■ AUFGABEN
a. Schreibe aus dem Reisebericht über die Reykjanes-Halbinsel den Abschnitt zwischen „Tag 1: An diesem“ und „ganz zu schweigen.“ einschließlich wortgetreu ab.
b. Führe den Reisebericht über die Reykjanes-Halbinsel im Anschluss an seinen letzten Satz weiter.

Tag 1: An diesem soll es gleich in die Vollen gehen. Wir sind im Vulkansystem des Brennisteinsfjöll im südlichen Teil der Reykjanes-Halbinsel. Geologisch gesehen ist Island ja ein Teenager, die ältesten Gesteine sind aus dem Tertiär und gerade mal 16 Millionen Jahre alt. Im Vergleich dazu die Erde ca. 4,5 Milliarden oder 4.500 Millionen.
Gerad geht es über Gestein, das noch mal ein paar Jahre jünger ist, zum Þríhnúkagígur. Vor so ca. 7.000 Jahren fing es an zu entstehen, was sich bis ins Mittelalter hinzog und noch nicht abgeschlossen sein dürfte. Ich find es irre: während in Mesopotamien die ersten Hochkulturen entstanden, ist hier erst dieses Areal entstanden. Vorher war hier außer Wasser und der Landmasse weiter nördlich noch nix, von Besiedlung ganz zu schweigen.

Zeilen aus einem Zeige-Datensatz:
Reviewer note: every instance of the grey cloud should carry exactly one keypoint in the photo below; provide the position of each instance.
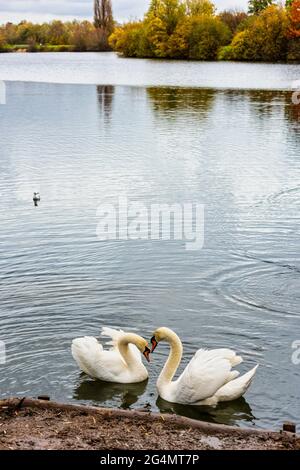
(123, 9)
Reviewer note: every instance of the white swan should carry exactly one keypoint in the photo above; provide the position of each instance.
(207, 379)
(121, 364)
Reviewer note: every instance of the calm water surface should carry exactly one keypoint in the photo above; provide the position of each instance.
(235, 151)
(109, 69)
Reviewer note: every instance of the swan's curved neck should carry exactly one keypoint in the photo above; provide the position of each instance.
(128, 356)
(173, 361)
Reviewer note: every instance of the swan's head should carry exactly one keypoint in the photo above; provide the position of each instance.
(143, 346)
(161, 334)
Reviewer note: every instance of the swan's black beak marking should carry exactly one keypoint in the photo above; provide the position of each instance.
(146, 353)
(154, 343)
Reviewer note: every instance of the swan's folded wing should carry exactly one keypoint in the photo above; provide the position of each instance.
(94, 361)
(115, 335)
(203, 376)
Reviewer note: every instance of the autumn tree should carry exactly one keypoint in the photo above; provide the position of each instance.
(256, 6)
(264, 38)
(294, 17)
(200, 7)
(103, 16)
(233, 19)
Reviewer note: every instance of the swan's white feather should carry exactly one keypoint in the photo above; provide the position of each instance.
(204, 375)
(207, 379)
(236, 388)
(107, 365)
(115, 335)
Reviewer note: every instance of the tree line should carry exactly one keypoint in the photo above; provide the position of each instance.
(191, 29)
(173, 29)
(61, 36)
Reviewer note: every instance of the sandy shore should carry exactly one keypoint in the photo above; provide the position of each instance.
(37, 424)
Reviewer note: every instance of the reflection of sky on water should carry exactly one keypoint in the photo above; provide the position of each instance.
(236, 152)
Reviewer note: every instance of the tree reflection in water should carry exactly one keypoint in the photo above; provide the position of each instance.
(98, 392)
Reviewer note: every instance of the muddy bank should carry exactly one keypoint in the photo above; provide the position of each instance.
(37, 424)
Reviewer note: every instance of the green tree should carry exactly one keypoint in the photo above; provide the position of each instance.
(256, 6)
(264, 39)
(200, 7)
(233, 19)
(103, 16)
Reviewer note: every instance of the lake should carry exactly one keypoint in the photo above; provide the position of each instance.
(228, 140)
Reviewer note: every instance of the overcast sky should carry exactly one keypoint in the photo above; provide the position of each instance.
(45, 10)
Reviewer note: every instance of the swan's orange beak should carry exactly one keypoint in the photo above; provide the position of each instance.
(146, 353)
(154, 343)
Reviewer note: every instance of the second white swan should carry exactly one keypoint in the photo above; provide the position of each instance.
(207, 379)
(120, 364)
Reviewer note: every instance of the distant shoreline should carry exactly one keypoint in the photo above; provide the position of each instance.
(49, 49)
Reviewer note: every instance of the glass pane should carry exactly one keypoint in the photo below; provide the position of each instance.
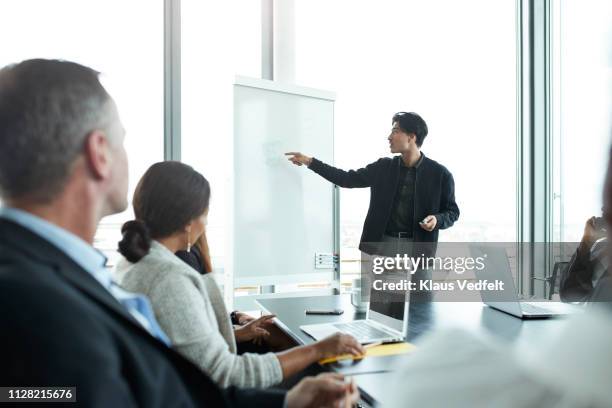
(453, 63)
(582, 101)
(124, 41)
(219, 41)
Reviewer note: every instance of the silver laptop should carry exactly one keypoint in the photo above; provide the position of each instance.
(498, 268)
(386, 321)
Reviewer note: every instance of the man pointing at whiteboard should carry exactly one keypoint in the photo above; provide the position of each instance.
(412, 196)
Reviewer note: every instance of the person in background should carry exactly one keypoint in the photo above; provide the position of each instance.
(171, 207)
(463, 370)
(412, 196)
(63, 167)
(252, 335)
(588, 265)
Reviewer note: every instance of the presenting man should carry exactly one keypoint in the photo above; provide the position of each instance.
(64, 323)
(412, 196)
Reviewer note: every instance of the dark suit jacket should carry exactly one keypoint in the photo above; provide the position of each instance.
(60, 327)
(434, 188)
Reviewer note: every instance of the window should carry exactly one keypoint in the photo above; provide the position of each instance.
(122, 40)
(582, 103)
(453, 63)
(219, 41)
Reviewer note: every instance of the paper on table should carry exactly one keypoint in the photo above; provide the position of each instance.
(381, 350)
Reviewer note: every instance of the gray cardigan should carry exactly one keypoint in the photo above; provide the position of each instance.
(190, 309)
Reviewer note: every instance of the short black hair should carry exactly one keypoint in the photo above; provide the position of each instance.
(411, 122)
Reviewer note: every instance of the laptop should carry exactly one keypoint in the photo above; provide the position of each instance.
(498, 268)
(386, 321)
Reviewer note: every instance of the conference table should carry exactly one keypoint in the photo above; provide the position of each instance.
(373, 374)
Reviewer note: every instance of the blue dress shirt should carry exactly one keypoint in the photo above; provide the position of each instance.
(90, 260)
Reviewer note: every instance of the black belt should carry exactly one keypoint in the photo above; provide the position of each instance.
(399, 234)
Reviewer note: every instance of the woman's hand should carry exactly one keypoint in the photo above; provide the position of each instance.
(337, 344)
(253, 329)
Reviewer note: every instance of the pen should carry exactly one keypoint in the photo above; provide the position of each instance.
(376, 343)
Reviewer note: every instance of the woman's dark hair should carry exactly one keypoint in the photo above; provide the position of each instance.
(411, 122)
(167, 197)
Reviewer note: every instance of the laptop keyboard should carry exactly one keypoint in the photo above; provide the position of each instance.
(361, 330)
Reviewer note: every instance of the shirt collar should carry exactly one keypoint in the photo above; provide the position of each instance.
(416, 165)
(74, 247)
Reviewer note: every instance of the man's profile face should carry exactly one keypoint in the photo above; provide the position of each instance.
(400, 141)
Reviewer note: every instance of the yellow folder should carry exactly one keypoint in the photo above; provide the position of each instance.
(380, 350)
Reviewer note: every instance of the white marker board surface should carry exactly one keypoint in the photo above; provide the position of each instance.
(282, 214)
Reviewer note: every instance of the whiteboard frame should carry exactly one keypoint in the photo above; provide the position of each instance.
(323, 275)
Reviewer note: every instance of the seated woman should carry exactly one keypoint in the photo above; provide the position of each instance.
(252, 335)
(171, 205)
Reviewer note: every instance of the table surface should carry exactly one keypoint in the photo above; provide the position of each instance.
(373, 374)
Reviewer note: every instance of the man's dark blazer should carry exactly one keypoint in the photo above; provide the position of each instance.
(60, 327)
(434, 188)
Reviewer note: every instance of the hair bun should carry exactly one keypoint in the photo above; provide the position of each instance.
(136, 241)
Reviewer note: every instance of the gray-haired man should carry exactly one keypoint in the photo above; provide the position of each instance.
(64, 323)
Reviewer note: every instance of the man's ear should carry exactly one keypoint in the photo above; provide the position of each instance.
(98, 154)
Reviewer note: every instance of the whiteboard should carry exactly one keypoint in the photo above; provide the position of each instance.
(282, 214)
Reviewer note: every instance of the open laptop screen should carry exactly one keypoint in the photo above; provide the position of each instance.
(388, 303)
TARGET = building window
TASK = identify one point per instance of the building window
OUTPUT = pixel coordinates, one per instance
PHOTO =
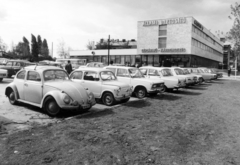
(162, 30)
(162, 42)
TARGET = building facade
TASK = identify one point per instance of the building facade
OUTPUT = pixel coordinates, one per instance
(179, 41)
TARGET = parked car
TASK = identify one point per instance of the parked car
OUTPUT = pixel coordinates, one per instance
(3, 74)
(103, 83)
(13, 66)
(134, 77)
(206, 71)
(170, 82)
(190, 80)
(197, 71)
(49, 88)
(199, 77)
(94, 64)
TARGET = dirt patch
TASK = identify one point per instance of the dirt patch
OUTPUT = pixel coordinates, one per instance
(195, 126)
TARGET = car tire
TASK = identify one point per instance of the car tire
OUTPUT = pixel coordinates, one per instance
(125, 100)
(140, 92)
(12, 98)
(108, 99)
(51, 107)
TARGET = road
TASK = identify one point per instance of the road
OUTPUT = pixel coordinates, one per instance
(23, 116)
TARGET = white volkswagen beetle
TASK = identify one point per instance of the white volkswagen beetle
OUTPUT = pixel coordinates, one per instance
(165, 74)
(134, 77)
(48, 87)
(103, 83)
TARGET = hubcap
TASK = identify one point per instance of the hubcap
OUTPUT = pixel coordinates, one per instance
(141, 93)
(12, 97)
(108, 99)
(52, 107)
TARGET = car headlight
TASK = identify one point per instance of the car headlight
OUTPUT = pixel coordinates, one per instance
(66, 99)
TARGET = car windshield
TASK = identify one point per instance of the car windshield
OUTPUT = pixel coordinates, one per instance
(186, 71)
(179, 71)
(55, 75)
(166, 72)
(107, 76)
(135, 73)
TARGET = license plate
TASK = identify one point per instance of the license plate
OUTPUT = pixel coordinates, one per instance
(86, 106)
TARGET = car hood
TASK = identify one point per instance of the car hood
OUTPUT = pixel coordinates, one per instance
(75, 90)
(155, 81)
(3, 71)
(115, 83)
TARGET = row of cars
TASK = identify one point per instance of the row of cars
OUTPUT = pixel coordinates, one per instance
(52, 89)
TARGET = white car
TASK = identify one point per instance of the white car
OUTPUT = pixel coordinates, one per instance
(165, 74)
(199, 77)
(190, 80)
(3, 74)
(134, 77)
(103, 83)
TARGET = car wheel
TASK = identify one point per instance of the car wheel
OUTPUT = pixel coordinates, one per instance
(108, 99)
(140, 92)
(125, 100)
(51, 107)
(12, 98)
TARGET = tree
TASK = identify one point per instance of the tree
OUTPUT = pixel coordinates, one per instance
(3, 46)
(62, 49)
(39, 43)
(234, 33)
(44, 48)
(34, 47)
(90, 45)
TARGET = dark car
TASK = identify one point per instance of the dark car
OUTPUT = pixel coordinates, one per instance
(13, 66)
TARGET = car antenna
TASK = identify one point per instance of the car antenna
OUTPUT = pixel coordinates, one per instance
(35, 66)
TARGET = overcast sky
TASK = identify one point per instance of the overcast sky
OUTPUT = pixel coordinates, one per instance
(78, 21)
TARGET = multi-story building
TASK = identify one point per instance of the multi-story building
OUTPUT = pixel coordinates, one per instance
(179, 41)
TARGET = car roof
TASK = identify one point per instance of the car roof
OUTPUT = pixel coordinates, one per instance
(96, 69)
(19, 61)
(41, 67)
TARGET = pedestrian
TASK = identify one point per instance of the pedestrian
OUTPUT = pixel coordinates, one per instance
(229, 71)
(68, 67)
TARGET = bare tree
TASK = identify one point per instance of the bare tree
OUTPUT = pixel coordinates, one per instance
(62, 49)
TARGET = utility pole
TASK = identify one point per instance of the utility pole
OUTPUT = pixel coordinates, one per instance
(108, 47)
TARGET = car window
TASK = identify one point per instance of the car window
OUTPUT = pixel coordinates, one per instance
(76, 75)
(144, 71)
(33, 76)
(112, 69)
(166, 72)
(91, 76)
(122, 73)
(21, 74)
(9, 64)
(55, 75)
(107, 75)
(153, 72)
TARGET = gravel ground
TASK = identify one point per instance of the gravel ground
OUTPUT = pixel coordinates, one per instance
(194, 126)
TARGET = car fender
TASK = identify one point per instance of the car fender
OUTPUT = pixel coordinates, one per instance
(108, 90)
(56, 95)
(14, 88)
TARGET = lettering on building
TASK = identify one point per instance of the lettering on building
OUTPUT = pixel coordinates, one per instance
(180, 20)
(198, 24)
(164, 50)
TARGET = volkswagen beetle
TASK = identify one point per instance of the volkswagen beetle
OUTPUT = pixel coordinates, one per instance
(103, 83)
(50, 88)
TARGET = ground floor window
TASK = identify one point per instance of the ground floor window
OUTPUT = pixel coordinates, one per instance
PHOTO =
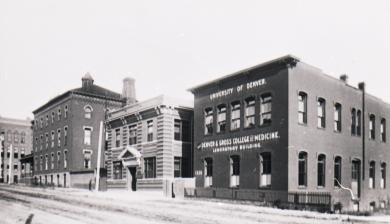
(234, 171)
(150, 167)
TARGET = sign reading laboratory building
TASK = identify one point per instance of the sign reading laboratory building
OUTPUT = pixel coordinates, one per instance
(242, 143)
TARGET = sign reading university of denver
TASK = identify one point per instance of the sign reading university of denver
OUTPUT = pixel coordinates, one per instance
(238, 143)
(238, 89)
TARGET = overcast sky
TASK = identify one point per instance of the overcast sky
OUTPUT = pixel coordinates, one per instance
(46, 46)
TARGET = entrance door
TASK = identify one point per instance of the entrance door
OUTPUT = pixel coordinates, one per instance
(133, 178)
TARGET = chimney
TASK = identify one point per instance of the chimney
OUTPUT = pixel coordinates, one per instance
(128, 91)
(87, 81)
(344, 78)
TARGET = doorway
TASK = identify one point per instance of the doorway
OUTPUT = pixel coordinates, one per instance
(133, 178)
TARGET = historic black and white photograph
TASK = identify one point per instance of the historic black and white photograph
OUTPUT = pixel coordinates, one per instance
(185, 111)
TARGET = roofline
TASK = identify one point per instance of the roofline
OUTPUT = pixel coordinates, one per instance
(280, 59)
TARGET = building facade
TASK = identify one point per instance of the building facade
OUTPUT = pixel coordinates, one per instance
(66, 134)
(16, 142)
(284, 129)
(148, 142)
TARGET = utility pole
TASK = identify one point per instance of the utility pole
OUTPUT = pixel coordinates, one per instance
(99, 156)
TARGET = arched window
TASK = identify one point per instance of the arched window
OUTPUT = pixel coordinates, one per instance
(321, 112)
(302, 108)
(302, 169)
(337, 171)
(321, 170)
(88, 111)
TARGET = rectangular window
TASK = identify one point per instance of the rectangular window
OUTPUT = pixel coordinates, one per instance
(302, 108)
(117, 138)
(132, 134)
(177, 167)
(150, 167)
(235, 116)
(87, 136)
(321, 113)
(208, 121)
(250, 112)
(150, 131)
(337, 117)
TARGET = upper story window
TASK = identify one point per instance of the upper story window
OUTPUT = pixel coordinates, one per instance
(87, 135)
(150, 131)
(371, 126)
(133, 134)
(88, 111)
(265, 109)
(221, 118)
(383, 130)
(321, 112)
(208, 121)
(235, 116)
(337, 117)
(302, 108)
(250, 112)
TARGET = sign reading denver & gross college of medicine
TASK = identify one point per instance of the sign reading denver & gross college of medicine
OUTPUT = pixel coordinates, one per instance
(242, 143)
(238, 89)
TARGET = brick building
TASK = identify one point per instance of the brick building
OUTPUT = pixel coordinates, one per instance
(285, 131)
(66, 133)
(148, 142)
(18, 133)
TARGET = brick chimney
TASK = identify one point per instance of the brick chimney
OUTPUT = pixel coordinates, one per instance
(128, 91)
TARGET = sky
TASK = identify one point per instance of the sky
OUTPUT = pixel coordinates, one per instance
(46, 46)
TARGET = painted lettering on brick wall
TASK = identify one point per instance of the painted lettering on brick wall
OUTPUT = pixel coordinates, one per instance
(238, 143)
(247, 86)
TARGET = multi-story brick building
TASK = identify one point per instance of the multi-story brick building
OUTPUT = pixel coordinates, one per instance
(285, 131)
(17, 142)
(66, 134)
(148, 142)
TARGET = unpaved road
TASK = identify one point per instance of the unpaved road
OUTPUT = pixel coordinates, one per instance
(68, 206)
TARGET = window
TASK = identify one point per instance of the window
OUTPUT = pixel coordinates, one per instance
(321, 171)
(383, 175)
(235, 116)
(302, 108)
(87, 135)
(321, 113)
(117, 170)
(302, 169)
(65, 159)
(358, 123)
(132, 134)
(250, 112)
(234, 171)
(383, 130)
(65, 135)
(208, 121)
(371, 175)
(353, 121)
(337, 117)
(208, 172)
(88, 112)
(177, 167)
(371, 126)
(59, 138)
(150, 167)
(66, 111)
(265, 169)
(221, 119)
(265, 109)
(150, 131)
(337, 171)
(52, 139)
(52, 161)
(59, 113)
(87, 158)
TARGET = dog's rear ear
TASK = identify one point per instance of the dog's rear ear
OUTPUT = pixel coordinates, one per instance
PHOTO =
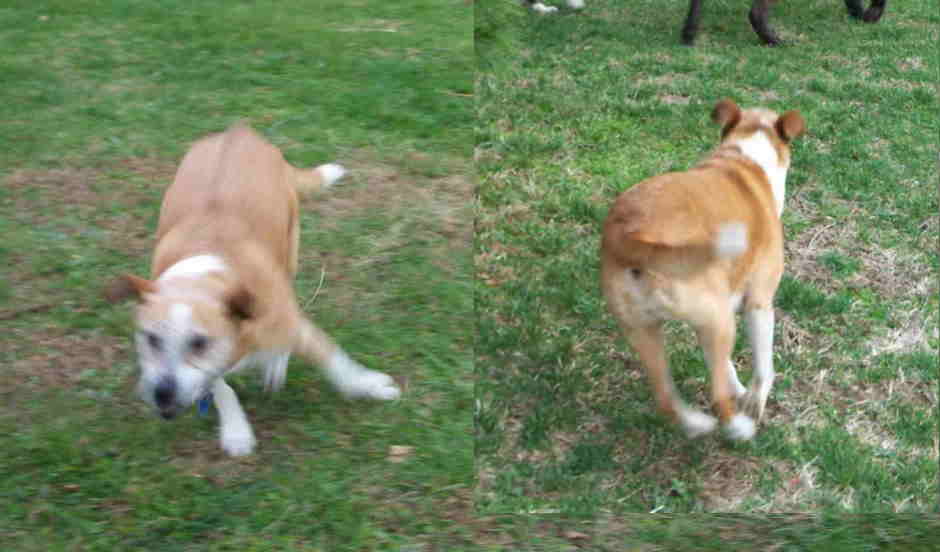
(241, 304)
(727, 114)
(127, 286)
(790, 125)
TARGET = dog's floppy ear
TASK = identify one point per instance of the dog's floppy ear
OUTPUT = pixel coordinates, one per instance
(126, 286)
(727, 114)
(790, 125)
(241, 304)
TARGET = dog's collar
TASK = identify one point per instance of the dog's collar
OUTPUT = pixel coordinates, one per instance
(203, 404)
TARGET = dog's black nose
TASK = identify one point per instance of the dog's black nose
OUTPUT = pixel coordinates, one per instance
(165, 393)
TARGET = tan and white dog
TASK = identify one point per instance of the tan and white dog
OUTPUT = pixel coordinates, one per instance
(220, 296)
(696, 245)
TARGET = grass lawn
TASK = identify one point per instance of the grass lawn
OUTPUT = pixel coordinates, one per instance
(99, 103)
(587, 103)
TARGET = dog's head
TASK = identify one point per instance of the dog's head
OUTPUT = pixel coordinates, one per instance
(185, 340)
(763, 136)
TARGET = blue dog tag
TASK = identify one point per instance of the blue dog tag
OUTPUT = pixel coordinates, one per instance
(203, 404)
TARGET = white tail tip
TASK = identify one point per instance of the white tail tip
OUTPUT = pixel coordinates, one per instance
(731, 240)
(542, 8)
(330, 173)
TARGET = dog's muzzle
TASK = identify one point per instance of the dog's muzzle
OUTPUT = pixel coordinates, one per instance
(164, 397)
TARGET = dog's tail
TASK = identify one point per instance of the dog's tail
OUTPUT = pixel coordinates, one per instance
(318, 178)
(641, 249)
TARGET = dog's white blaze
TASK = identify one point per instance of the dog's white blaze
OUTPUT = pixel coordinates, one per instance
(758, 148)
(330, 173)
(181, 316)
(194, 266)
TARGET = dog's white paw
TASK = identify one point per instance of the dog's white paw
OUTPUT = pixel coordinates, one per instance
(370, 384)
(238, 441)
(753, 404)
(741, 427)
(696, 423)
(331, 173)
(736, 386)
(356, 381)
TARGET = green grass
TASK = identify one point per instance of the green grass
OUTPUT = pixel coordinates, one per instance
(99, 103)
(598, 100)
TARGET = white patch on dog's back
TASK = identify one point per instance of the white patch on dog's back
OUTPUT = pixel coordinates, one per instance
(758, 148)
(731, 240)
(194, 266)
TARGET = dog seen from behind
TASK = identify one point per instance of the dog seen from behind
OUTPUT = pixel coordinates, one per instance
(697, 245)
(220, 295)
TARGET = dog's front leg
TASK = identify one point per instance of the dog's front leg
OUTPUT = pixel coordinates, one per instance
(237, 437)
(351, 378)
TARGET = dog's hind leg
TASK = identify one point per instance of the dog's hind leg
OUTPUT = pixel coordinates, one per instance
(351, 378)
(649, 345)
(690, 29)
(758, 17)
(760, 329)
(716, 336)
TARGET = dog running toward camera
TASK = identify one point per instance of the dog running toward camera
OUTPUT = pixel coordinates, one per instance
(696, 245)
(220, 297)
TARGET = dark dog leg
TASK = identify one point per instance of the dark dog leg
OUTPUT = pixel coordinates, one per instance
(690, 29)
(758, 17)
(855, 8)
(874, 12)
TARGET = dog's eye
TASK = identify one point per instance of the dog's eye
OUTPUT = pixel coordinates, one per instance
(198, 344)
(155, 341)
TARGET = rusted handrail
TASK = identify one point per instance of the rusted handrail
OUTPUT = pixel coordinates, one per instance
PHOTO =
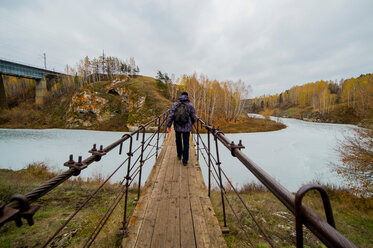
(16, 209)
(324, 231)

■ ANTWORTEN
a.
Tag 1: An diesem soll es gleich in die Vollen gehen. Wir sind im Vulkansystem des Brennisteinsfjöll im südlichen Teil der Reykjanes-Halbinsel. Geologisch gesehen ist Island ja ein Teenager, die ältesten Gesteine sind aus dem Tertiär und gerade mal 16 Millionen Jahre alt. Im Vergleich dazu die Erde ca. 4,5 Milliarden oder 4.500 Millionen.
Gerad geht es über Gestein, das noch mal ein paar Jahre jünger ist, zum Þríhnúkagígur. Vor so ca. 7.000 Jahren fing es an zu entstehen, was sich bis ins Mittelalter hinzog und noch nicht abgeschlossen sein dürfte. Ich find es irre: während in Mesopotamien die ersten Hochkulturen entstanden, ist hier erst dieses Areal entstanden. Vorher war hier außer Wasser und der Landmasse weiter nördlich noch nix, von Besiedlung ganz zu schweigen.

b.
Und nun soll es in den Þríhnúkagígur hinab, in eine Magmakammer in einem womöglich noch aktiven Vulkansystem. Noch aktiv? Das interessiert aber mal so gar nicht, als wir da mit Bergsteigergeschirr ausgestattet am Krater stehen. Wir warten auf den Fahrstuhl ins Innere dieses Vulkans. Genau das soll‘s jetzt sein, wenngleich die Gefühle noch ein wenig mit mir ringen: der tiefe Schlot und das dann ja doch Ungewisse in dieser freischwebenden Gondel oder die Vorfreude auf das da unten, auf die Magmakammer, auf die Beschaffenheit des Gesteins da unten. Natürlich aber überwiegt die Neugier.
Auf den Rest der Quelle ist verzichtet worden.